- _PROBLEM SET_
1) In the DRT broadhead review thread, what bow will the heads be shot from?
2) Write the next part of the DRT broadhead review thread, picking up after its final post.

# Dirt Nap Gear DRT Broadhead review



## Top_Pin_Archery (Feb 16, 2012)

Hey guys, I should be receiving two packages of the new DRT (dead right there) broadheads. Wondering if anyone would be interested in some testing and what you think should be done. They will be shot out of a Bowtech CPXL at 31" draw 72 lbs, arrow travels just shy of 320 fps. I don't have access to all the fancy things that have been previously tested by some guys here with their very elaborate tests. I can do the typical things, penetration, angled shots, long shots, ect. Let me know your thoughts! Should have them saturday.


----------



## Longbow42 (Oct 31, 2008)

I would like to see one shot through the shoulder joint of a 250 lb buck, then report back with the results and hopefully pictures of the buck. :wink:


----------



## Top_Pin_Archery (Feb 16, 2012)

well hopefully i can do that, with a bear and a mule deer. time will tell!


----------



## Khunter (Feb 25, 2004)

I'd like to know how they fly at long range (60-100yds) and how they compare to some of the more forgiving heads like the Shuttle T, Slick Trick Standard, Wac Em etc....
They look similar to the Solid Broadhead, I wonder how they compare to those, understanding of course that the Solids are more than twice the price.


----------



## SweetTalker (Nov 20, 2012)

I would like to know if they have a different flight if the main blade is verti le vs horizontal


----------



## Top_Pin_Archery (Feb 16, 2012)

OK good idea guys, I will be shooting them to 110 yards, thats all i can get out of my property. I will see if i can set the heads and fletch and arrow for each vertical and horizontal. I am going to test penetration (through a new block target, since thats all i have) between, a shuttle t, wac'em, ramcat, the DRT, and also a slick trick mag. those are all the heads i have


----------



## Top_Pin_Archery (Feb 16, 2012)

Received them Saturday give me a couple days with them and I will write up a little piece on them


----------



## chirohunter73 (Nov 29, 2008)

look forward to the review!


----------



## chad8 (Sep 6, 2011)

Following


----------



## Mahly (Dec 18, 2002)

Shoot coconuts!!! They are an excellent substitution for bone. I have done this on several broad heads, only the best make it through without significant damage.


----------



## Top_Pin_Archery (Feb 16, 2012)

Got some videos of them out to 90 yards, no coconuts yet... but that is a good idea! will upload them tonight.


----------



## alawrence (Feb 26, 2013)

Put them through a rack of beef ribs and when done BBQ the ribs. It should give an indicator of their toughness going through bone and flesh.

Andrew


----------



## Khunter (Feb 25, 2004)

Top_Pin_Archery said:


> Got some videos of them out to 90 yards, no coconuts yet... but that is a good idea! will upload them tonight.


Can't wait to hear how they flew, or see the video. Were they as forgiving as some of the smaller heads?

[Lines of data]
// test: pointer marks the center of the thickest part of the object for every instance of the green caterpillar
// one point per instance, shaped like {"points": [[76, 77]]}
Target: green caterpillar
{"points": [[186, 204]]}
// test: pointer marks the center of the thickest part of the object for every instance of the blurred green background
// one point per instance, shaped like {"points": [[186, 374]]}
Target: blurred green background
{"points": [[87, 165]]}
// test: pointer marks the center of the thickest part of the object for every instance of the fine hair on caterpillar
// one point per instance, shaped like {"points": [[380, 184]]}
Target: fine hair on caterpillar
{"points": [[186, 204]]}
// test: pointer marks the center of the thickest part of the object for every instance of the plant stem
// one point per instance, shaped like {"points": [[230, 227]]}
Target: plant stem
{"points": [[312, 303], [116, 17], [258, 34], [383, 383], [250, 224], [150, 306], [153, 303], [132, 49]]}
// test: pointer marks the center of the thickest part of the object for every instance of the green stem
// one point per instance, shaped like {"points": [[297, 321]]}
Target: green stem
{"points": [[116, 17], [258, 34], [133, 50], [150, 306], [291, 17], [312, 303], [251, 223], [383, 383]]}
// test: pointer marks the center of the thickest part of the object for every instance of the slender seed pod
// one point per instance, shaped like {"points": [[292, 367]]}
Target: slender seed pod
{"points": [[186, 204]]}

==

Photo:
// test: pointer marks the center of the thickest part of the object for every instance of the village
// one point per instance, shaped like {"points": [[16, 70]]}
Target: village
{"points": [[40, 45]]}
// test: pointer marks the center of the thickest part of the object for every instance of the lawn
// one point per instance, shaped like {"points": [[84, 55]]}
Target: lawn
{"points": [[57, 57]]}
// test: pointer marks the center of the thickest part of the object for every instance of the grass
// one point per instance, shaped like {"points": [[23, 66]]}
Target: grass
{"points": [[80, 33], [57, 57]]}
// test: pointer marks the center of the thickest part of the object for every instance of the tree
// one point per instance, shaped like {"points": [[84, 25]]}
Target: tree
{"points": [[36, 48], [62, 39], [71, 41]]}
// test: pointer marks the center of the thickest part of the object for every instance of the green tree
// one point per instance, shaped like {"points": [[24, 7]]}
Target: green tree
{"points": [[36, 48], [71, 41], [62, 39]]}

- _ANSWERS PROVIDED_
1) A Bowtech CPXL at a 31" draw and 72 lbs.

2)
----------



## nick060200 (Jul 5, 2010)

I actually just bought some today based solely on the warranty. A Magnus single bevel


----------



## Top_Pin_Archery (Feb 16, 2012)

OK here we go...
First and foremost, the owner Tom is top notch. Returns emails, is personable and a dream to work with, so thank you for all your time and effort in keeping me up to date and answering my silly questions. You are starting your business the way a guy needs to, customers first! 

The Package/First Impression: 
As others have stated here, packaging is very nice. Quality package and you don't have to have a grinder to open the package up, but heads are package nicely and display the same. Upon taking the heads out of the package with a quick look-over initial impressions are good. Heads are sharp as heck! I am not much for the red, wish they made them in black. The extra collar that is sent with the heads is pretty cool, even though I don't shoot a 125g head, it would be nice for those that do, you essentially get 6 broadheads. Spinning them on is as every head, spun on nice and was very square on shaft. The bleeder blades do cause a little problem with tightening but i have a broadhead wrench and it worked well to tighten heads. 

First Shots: 
I used one head as a practice head so I could take some long shots with it and mess it up if need be. The heads i ordered are the double bevel head. My first pin is 30 yards so that is where i started. 30 and 40 went well. 50 is where it changed (a tiny bit, but it did change) The arrows starting diving for me a little at 50. The bow is tuned correctly, I do work at an archery shop so I would like to think my bow is where it needs to be as far being tuned. SO, I backed up to 60 and it was still a bit low, maybe 2-3". To me that is about 2-3" to much  I played with my bow a bit and got them to shoot a little better.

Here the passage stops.